Please return every line of the rows below that contains the string "window", copied in full. Matching is case-sensitive.

## Material for this exercise
..............................
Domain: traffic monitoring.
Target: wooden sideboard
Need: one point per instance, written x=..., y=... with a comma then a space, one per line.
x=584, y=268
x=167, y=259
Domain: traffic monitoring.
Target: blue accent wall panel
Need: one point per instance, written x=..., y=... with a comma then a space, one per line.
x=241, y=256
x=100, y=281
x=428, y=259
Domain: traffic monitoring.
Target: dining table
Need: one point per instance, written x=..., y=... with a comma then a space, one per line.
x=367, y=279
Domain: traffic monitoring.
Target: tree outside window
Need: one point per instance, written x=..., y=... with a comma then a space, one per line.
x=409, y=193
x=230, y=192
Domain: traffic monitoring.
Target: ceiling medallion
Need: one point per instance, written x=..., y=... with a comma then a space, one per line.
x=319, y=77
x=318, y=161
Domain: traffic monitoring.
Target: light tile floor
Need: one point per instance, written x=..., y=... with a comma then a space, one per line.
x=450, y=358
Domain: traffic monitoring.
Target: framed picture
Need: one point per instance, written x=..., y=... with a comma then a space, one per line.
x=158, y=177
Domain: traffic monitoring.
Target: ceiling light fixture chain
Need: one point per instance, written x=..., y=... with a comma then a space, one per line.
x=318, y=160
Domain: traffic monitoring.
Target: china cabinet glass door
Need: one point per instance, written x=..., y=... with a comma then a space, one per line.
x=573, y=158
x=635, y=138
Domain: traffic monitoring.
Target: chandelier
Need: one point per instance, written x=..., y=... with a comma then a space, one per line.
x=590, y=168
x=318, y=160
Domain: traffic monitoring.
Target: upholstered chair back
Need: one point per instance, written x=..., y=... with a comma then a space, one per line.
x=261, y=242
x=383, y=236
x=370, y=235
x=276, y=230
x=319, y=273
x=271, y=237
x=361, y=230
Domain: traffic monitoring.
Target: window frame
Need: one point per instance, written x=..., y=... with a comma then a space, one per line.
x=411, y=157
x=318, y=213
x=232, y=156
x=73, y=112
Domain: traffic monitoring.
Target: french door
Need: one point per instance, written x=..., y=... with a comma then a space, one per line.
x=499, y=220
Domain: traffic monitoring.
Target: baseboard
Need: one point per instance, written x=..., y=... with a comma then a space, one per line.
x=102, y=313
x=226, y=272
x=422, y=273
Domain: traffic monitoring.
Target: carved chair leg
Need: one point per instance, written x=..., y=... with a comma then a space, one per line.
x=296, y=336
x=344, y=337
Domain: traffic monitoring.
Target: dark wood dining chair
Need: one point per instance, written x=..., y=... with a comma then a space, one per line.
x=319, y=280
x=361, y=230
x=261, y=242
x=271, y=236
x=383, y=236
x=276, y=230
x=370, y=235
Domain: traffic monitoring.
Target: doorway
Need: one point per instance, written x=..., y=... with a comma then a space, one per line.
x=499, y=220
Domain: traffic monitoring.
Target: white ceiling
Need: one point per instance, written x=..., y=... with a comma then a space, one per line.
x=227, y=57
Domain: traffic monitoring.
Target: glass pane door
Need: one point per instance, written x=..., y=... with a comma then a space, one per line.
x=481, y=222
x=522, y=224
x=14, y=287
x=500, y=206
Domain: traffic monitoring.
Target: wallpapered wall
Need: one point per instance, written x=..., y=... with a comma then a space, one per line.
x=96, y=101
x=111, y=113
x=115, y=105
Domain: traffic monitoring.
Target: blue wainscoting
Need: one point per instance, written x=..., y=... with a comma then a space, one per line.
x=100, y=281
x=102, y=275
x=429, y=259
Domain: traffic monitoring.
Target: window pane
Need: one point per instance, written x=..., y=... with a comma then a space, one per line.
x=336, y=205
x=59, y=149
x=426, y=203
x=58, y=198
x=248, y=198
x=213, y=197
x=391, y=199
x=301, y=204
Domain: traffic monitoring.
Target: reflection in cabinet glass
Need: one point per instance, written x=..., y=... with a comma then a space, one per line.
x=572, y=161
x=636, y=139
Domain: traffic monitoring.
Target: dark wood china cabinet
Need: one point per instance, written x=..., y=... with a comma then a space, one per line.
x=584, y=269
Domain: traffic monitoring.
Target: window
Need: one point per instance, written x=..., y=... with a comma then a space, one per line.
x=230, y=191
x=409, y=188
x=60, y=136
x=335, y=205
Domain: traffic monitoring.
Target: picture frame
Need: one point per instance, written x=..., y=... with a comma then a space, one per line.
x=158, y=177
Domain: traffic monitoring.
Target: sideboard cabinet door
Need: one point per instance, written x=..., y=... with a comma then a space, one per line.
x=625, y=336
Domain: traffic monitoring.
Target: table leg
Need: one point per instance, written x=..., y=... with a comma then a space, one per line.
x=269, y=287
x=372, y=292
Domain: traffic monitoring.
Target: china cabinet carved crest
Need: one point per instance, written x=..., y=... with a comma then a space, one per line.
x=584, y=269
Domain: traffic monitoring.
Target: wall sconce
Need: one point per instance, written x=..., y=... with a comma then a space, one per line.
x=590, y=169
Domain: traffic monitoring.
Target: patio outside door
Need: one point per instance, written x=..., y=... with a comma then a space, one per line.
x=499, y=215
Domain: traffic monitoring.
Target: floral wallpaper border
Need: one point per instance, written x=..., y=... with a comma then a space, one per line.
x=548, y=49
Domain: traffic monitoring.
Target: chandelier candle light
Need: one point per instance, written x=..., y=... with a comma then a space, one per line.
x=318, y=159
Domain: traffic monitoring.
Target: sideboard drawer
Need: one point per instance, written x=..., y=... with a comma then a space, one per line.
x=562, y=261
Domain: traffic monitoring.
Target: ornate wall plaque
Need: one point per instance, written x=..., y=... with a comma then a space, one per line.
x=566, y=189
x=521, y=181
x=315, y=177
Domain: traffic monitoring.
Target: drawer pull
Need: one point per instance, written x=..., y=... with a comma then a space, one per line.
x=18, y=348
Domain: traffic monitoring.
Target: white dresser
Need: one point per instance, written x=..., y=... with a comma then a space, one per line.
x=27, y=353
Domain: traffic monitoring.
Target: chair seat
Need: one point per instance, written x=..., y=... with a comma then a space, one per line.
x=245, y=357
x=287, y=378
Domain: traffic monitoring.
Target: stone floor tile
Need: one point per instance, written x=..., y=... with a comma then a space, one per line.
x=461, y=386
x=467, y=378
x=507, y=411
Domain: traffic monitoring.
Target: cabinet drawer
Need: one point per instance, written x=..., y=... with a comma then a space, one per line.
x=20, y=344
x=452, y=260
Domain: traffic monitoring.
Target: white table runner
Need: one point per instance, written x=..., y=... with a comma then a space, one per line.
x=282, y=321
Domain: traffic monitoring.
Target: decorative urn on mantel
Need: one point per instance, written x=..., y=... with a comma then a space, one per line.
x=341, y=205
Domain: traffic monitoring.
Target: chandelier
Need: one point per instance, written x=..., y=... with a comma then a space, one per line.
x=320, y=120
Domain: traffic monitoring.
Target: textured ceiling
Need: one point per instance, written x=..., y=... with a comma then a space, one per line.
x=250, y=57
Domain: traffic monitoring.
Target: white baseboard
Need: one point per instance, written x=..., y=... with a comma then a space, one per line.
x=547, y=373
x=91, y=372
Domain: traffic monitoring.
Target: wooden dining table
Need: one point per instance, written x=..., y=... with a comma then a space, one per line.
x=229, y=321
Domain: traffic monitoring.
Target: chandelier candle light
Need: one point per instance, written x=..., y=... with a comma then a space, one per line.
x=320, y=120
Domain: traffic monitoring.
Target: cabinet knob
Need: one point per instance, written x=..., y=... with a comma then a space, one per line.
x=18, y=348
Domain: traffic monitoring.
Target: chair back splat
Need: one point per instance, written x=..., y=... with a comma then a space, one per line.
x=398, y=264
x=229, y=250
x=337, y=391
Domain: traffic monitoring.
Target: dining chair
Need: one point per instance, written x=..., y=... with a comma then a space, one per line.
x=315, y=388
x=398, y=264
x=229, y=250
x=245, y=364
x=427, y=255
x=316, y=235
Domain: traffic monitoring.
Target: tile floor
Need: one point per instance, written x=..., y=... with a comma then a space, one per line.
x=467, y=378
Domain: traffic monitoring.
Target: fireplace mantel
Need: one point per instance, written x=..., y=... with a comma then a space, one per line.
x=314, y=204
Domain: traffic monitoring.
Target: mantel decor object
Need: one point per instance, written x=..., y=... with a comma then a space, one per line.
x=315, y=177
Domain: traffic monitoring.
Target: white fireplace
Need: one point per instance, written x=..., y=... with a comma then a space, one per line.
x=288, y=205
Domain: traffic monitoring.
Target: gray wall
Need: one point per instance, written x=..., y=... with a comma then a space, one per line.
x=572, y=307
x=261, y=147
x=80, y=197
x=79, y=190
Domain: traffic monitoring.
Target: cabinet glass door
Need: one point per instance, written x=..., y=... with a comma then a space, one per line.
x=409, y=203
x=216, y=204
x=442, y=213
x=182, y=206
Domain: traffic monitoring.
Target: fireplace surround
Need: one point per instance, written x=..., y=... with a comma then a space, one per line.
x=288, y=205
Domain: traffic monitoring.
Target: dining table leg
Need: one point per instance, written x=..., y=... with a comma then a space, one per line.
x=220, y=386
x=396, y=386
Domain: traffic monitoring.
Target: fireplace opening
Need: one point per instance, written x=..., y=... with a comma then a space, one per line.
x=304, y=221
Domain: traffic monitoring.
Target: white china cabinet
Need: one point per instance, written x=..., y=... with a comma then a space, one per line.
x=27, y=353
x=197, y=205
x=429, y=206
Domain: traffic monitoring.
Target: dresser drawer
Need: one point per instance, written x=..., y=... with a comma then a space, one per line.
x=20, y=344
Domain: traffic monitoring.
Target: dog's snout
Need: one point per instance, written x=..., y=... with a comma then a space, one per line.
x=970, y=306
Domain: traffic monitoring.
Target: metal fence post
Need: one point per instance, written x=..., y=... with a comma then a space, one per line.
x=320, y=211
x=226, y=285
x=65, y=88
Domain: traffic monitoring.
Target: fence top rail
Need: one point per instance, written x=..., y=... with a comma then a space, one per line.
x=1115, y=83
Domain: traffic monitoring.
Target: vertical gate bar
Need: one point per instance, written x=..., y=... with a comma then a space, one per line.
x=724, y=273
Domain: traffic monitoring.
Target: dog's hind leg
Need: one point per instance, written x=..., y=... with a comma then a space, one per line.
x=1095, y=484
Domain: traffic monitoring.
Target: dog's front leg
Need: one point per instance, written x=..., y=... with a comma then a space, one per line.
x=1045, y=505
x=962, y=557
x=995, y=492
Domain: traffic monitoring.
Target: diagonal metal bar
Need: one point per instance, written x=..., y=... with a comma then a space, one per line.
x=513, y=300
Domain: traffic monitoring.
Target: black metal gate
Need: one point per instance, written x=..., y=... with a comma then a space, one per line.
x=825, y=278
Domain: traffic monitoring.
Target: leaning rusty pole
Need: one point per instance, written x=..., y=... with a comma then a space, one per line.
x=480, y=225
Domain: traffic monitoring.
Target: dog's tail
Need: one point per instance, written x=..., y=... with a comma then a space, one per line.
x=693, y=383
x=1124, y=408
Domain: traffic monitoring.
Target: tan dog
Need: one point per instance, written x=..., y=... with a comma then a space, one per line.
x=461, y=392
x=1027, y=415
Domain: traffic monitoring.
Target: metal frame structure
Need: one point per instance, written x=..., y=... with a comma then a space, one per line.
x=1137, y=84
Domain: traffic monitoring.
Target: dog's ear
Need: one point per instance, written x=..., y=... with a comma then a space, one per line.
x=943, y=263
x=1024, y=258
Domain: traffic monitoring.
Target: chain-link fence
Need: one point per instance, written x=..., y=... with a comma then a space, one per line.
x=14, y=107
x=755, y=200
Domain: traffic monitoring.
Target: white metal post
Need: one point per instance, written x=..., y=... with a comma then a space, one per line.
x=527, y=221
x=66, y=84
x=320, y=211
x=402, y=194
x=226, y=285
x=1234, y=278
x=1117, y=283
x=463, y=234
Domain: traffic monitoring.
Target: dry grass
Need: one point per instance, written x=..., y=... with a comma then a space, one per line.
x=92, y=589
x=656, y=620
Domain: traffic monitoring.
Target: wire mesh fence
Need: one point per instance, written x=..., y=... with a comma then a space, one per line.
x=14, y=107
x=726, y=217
..............................
## Complete output
Target: tree outside window
Target: window frame
Target: window pane
Target: window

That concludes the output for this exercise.